Action item:
Below are the entries; return every line among them that holds the word "carries".

Supplied material:
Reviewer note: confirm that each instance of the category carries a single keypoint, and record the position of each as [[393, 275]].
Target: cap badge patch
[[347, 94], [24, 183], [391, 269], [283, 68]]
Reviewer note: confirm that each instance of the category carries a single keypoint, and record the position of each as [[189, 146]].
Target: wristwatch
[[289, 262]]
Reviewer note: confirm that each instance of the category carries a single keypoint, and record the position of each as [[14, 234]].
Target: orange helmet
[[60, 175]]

Result for this exercise:
Reviewer note: confirm that each instance of the category carries a single keypoint, and record the position of each as [[393, 275]].
Reviewer note: confirm that each instance of the category carries a single keypoint, and record the position of each as [[189, 146]].
Reviewer note: confirm that each instance of the category carries a single keypoint, and record the position of each as [[14, 234]].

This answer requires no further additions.